WHAT IS BEING ASKED:
Convert everything from the line containing "Put a point on every instance of the crumbly" down to the line containing "[(588, 193)]" into a JSON list of strings, one per line, skipping any blank lines.

RECORD LIST:
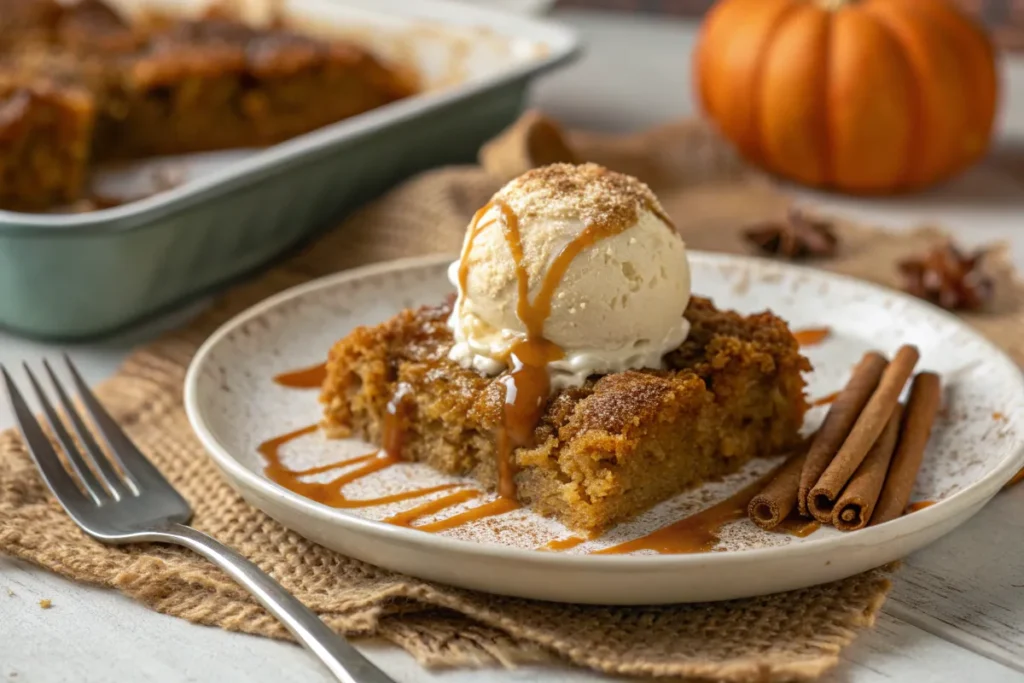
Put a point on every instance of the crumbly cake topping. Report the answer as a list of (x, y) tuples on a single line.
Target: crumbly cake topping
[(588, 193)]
---
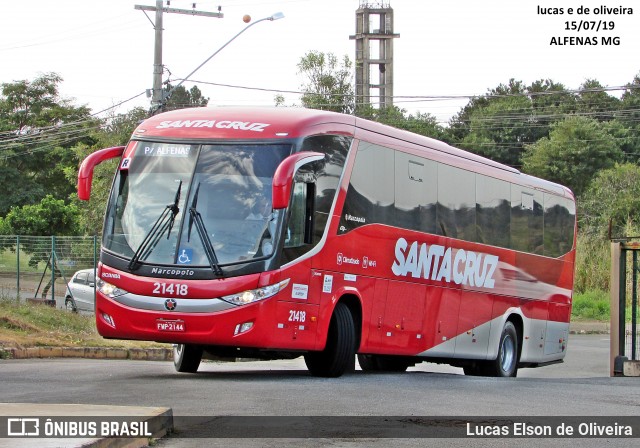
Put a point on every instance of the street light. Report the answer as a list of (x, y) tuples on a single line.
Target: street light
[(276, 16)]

RESULT OF THE TASK:
[
  "Put a point on every instance of the crumbly cake topping. Report the answer as a list of (x, y) tuples on a single line.",
  "Target: crumbly cake topping",
  "[(588, 193)]"
]